** BEGIN PAGE EXTRACT **
Born June 18, 1945, in Vancouver, British Columbia, Canada; son of John Robert (a teacher, journalist, and industrial relations manager) and Margaret (a teacher; maiden name, Reid) Harrison; married, 1965; children: two. Ethnicity: "Scots-English." Education: University of British Columbia, B.A., 1967; University of California, Berkeley, M.A., 1968; McGill University, Ph.D., 1972. Hobbies and other interests: Travel, cross-country skiing, basketball, tennis.

ADDRESSES:

Home—Hornby Island, British Columbia, Canada. Office—Department of English, Malaspina University College, 900 Fifth St., Nanaimo, British Columbia, Canada V9R 5S5. Agent—Ursula Vaira, Box 416, Lantzville, British Columbia V0R 2H0, Canada. E-mail—[email protected].

CAREER:

Dawson College, Montreal, Quebec, Canada, instructor, 1971-91; Malaspina University College, Nanaimo, British Columbia, Canada, instructor in creative writing and English, 1991—.

MEMBER:

Modern Language Association, Writers Union of Canada.

AWARDS, HONORS:

Okanagan Short Story Award; McConnell graduate fellowship; MalaspinaUniversity-College grants, 1996 and 2001; BC 2000 Book Award, 2000, for Furry Creek; Qspell Award nomination for Eyemouth.

WRITINGS:

Dead Ends: A Novel, Quadrant (Montreal, Quebec, Canada), 1981.

After Six Days, Goose Lane Editions (Fredericton, Canada), 1985.

Eyemouth, Goose Lane Editions (Fredericton, Canada), 1990.

Crossing the Gulf: Stories, Oolichan Books (Lanceville, British Columbia, Canada), 1998.

Furry Creek, Oolichan Books (Lanceville, British Columbia, Canada), 1999.

(Editor) Islands West: Stories from the Coast, Oolichan Books (Lantzville, British Columbia, Canada), 2001.

Contributor of scholarly articles to periodicals, including Canadian Literature, Journal of Canadian Studies, Canadian Review of Comparative Literature, and Annales du Monde Anglo.

WORK IN PROGRESS:

A novel set on the Gulf Islands of British Columbia.

SIDELIGHTS:

Keith Harrison is a writer and scholar based on the west coast of Canada. His body of work includes short stories, novels, and literary criticism. He has become known for experimental writing that utilizes a wide variety of themes and styles. His first book, Dead Ends, is "a novel wrapped around another novel," to quote Douglas Hill in Books in Canada. The work's central character, Jessica Trudel, is struggling to write a thriller set in Vancouver while she deals with the problems in her own life. Hill observed that "Harrison maintains a level of insight and tension … that's constantly high, demanding, rewarding."

After Six Days uses interior monologue to introduce two married couples struggling with the specter of infidelity. One of the wives becomes suspicious of the other, when in fact the errant husband is having an affair with a stranger. In Books in Canada, Douglas Malcolm praised Harrison's "artful rendering" of his characters' thoughts as "at once entertaining and entirely convincing." Eyemouth is a historical novel done in epistolary form. Its characters are Scottish workers who weather tragedy and hardship in a small fishing village not far from Edinburgh. Books in Canada contributor Gordon Phinn found the novel "a diverting, heartwarming study of peasants pummelled by 'fate.'"
** END PAGE EXTRACT **
REQUESTS:
• a. Repeat word for word the stretch of the Keith Harrison profile from "Modern Language Association, Writers" through "nomination for Eyemouth.".
• b. Supply what comes next in the Keith Harrison profile, picking up after its final sentence.
** BEGIN GIVEN RECORDS **
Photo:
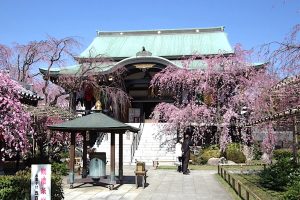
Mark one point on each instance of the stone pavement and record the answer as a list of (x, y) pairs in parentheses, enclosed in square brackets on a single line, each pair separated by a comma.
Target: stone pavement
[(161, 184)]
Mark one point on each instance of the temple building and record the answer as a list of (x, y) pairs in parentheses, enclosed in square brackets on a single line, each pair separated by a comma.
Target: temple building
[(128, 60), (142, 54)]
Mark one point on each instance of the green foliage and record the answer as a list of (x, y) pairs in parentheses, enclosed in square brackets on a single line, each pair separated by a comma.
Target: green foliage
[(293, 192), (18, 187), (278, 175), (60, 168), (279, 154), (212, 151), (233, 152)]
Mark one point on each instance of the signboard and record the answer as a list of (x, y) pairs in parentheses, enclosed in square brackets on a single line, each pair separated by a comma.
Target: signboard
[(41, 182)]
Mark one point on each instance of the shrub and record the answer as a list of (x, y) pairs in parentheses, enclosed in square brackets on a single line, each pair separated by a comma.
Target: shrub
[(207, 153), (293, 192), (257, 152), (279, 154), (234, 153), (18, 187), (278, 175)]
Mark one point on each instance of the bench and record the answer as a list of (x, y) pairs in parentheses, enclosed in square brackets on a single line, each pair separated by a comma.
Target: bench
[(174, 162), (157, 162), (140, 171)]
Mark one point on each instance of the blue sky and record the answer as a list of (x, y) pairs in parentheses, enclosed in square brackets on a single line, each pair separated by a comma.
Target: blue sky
** END GIVEN RECORDS **
** BEGIN GIVEN RECORDS **
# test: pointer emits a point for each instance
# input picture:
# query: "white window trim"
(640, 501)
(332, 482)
** END GIVEN RECORDS **
ANSWERS PER TASK:
• a.
Modern Language Association, Writers Union of Canada.

AWARDS, HONORS:

Okanagan Short Story Award; McConnell graduate fellowship; MalaspinaUniversity-College grants, 1996 and 2001; BC 2000 Book Award, 2000, for Furry Creek; Qspell Award nomination for Eyemouth.

• b.
Harrison's Furry Creek is built around an actual event: the 1975 murder of Canadian poet Patricia Lowther, whose corpse was discovered in the creek on Canada's Thanksgiving Day. The novel is a pastiche of fact, fiction, and rumination by people both living and fictitious, all centered upon the deceased poet and her life. "To package this book as a novel seems somewhat misleading," observed J. M. Bridgeman in January Magazine. "Furry Creek is more like a file. A case file. A vertical or clippings file. Label: Pat Lowther. With bits and pieces stuffed in, all connected, however tenuously, to the poet's body, or to her name. She is the hook, anchoring the line of poems, stories and ephemera." Some reviewers concluded that Furry Creek is less about Pat Lowther than about the writing process and Harrison's own central concerns as an author. In the Canadian Book Review Annual, M. Wayne Cunningham concluded that the work is "a scrapbook-like collection that mixes fiction and nonfiction but does not manage to fuse the two into a unified whole." According to John Lennox in Canadian Literature, the "generic hybridity is intended … to create a sense of the intricacy of human relations and the impossibility of truly knowing another person." Furry Creek won the BC 2000 Book Award in British Columbia, Canada.

Harrison is also the editor of the short-story collection Islands West: Stories from the Coast, thirty stories that portray life in Canada's western provinces. In her Globe and Mail review, Moira Dann concluded: "If you like well-wrought stories, you will find plenty here to savour."

BIOGRAPHICAL AND CRITICAL SOURCES:

BOOKS

Toye, William, editor, The Concise Oxford Companion to Canadian Literature, Oxford University Press (New York, NY), 2001.

PERIODICALS

BC Bookworld, autumn, 1998, Alan Twigg, review of Crossing the Gulf: Stories, p. 16; spring, 2002, Alan Twigg, review of Islands West: Stories from the Coast, p. 18.

Books in Canada, May, 1982, Douglas Hill, "Experi-mental Fiction," pp. 28-29; March, 1986, Douglas Malcolm, review of After Six Days, p. 20; January, 1991, Gordon Phinn, review of Eyemouth, p. 48.

Canadian Book Review Annual, 1999, David E. Kemp, review of Crossing the Gulf, p. 195; 2000, M. Wayne Cunningham, review of Furry Creek, p. 147.

Globe and Mail (Toronto, Ontario, Canada), January 5, 2002, Moira Dann, "Bicoastal Briefs," p. D12.

Malahat Review, 2002, Jay Ruzesky, review of Islands West, pp. 118-119.

McGill News, fall, 1998, Patrick McDonagh, review of Crossing the Gulf, p. 32.

Monday Magazine, May 7-13, 1998, Brandie Weikle, review of Crossing the Gulf.

Nanaimo Daily News (Nanaimo, British Columbia, Canada), April 16, 1998, David Wiwchar, review of Crossing the Gulf.

Navigator, March 17, 1998, Joelene Heathcote, review of Crossing the Gulf.

Vancouver Sun, January 8, 2000, Chris Lowther and Beth Lowther, "Remembering a Vancouver Poet: Rewriting a Life," pp. E5-E6.

Victoria Times Colonist, March 22, 1998, Anne Moon, review of Crossing the Gulf; January 6, 2002, Vivian Moreau, review of Islands West, p. D8.

ONLINE

Canadian Literature,http://www.canlit.ca/reviews/ (April 14, 2003), John Lennox, "Lives about Poets."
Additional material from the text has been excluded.